— Begin SELECTED EXCERPT —

Sometime later business thinking changed. Perhaps it was in the 1960s when the emphasis on the individual bloomed. Perhaps it was the same time that the view of sports changed to that famous statement “winning isn’t everything, it is the only thing.” The big business model expanded to state and to act as “the bottom line is all that matters” and “it’s nothing personal, it’s just business.”

I think that the results from this thinking changed to optimization of short-term profits for the owners while short-changing the long-term reliability of the business. The other event that encouraged this movement was the retiring of the many small business owners who began their businesses at the end of the war. A small business owner has a few choices for leaving the business: passing it on to the offspring, selling it to the highest bidder, or the famous “going out of business sale.” The offspring typically grew up with the business in the family and they knew the amount of commitment and effort that the parents put into the business, likely at the expense of better parenting. The offspring chose to do something else. Selling to the highest bidder encouraged larger businesses to expand by purchasing others. Offering shares of stock in the larger businesses allowed the managers to raise enough money to purchase more smaller businesses, whether funeral homes, hardware stores, or fuel companies, or bookstores.

Today’s result is that we have a few corporations that are now so large that the people and the government cannot allow them to fail because too many individuals will lose their jobs and the economy will become even worse.

— End SELECTED EXCERPT —
— Begin MATERIAL SUPPLIED —

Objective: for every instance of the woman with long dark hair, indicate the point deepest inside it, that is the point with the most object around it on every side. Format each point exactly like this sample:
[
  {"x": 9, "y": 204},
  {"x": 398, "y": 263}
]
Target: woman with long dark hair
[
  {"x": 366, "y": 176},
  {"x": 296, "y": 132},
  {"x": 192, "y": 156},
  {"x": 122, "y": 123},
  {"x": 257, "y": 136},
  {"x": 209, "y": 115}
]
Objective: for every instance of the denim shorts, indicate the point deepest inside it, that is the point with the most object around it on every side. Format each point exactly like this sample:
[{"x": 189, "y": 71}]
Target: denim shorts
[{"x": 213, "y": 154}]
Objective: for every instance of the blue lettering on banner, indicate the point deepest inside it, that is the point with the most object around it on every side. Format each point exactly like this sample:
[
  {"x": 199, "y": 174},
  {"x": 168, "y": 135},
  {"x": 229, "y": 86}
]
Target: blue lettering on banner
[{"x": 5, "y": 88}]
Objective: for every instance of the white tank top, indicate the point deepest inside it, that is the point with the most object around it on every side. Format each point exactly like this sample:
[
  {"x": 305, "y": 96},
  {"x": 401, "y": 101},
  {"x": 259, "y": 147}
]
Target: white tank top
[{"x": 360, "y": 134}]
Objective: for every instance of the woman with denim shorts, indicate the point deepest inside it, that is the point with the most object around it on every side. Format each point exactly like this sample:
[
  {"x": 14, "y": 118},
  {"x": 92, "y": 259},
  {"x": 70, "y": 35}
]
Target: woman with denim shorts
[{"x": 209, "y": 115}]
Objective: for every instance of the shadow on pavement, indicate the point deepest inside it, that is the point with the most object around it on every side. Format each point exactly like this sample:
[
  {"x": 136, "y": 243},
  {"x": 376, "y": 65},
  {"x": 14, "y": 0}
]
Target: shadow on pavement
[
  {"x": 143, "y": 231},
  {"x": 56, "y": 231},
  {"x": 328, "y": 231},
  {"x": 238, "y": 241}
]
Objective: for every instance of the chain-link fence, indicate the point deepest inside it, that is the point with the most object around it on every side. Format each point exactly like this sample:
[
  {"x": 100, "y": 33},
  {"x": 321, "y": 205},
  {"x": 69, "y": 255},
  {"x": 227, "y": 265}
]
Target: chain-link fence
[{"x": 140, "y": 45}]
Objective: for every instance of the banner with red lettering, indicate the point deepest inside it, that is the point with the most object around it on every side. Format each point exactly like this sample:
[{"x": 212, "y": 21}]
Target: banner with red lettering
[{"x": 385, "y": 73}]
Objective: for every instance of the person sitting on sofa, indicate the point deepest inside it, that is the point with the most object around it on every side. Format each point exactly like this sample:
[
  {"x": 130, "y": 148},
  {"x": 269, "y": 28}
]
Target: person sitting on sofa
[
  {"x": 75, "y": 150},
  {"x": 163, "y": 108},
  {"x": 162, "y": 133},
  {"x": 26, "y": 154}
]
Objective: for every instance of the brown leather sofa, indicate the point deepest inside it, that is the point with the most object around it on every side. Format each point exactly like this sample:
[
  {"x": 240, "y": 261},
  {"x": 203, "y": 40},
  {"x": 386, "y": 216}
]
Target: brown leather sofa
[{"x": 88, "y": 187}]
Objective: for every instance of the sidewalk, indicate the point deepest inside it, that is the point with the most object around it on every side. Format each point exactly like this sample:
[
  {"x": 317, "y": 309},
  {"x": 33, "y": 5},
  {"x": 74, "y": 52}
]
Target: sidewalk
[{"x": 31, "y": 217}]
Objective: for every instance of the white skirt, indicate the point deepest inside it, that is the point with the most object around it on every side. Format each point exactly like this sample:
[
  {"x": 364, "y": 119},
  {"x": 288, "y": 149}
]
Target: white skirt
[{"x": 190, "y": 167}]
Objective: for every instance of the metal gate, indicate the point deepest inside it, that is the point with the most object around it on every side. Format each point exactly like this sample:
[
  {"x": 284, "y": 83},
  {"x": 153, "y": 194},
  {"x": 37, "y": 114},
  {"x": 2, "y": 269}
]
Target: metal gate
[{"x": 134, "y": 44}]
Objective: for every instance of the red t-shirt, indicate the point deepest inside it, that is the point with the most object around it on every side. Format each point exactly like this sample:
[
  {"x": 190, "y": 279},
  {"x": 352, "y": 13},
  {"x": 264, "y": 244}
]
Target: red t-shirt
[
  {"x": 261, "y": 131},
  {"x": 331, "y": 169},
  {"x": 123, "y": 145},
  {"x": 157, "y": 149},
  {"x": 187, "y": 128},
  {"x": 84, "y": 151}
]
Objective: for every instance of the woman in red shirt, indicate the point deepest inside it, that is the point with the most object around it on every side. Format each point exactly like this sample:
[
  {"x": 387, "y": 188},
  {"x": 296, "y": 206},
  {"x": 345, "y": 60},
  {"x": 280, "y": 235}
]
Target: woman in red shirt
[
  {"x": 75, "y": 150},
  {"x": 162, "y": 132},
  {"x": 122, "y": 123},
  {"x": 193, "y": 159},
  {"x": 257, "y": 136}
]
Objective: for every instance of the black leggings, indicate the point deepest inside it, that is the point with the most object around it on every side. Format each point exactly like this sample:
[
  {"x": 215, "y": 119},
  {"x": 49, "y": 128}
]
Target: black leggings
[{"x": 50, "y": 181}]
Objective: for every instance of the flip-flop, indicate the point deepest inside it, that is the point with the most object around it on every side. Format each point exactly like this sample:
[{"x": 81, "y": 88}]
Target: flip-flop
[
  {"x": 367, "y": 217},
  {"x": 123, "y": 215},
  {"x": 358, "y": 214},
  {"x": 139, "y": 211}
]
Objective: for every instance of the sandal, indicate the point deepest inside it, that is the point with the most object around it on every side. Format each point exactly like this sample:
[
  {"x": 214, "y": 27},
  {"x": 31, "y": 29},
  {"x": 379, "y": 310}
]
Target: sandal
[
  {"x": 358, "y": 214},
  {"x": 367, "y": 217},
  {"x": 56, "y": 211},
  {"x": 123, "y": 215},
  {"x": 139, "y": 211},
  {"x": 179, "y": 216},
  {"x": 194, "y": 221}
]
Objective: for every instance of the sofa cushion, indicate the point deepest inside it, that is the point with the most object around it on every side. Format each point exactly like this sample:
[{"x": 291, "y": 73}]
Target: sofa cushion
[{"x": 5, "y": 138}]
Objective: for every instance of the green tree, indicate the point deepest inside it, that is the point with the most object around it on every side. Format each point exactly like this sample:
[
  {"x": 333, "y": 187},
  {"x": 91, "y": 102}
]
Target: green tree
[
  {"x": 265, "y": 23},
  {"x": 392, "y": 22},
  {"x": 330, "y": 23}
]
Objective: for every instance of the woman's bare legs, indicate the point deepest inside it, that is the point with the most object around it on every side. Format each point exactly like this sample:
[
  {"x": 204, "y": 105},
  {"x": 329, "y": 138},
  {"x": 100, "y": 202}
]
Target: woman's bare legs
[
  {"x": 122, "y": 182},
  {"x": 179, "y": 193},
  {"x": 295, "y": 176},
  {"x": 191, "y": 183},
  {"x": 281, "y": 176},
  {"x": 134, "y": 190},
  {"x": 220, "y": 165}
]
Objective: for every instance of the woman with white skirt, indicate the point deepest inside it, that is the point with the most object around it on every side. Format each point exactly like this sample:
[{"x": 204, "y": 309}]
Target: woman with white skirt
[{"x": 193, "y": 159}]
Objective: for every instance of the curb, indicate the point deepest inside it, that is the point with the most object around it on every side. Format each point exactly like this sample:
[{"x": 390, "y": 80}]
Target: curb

— End MATERIAL SUPPLIED —

» **TASKS TO CARRY OUT**:
1. According to the passage on changing business thinking, what choices does a small business owner have for leaving the business?
2. Rename "corporations" to "companies" in the passage on changing business thinking, and give it again from "Today’s result is" up to and including "become even worse.".
3. Write what follows the last sentence of the passage on changing business thinking.
The rows are separate material, unrelated to the passage on changing business thinking.

» **ANSWERS TO THE EXERCISE**:
1. Passing it on to the offspring, selling it to the highest bidder, or the "going out of business sale."

2.
Today’s result is that we have a few companies that are now so large that the people and the government cannot allow them to fail because too many individuals will lose their jobs and the economy will become even worse.

3.
When there are fifty auto manufacturers in the U.S. and three of them fail due to poor business practices of maximizing short-term gains for the owners and neglecting the long-term health of the business you have “a market correction” or a result of “you reap what you sow.” A few manufactures fail. But when the nation has only three major auto manufacturers and the decisions that they have made will put large numbers of wage earners out of work, then we have a nation-wide economic crisis. It is likewise in the financial industry where a few very large corporations have swallowed hundreds of small financial institutions over the years.

Each business has its own personality. We choose our friends in some respects by their personalities. Perhaps we choose the businesses we associate with in some respects by their personalities too. Can you name five businesses that you really enjoy working with and five that you work with but don’t enjoy? Does the personality of each business affect your feelings about those businesses?

The obvious next question is, “Why do you continue to work with those businesses that you don’t enjoy?”

1 comment:

Unknown said...

Great post John. I've had many discussions thought my life with old timers that feel the biggest loss America has felt over their lifetime was the slow death of the small town community.

I see the short sighted decisions business make all the time, especially in the banking industry. I once got charged $35 to make a payment on time by phone. At that point I realized that somebody running that business had made the conscious choice set up a trap for their customers. I paid off the card the next day, closed my account and started a business blacklist. It's a list of businesses that I'll never do business with again.

Now, years down the road I'm in a much better financial position. I regularly get calls from these business I've blacklisted asking me to come on board. I let them know my past experience and why I won't work with them. If enough people take this approach it will force businesses to change their approach, unfortunately people tend to forget when they've been wronged too easily.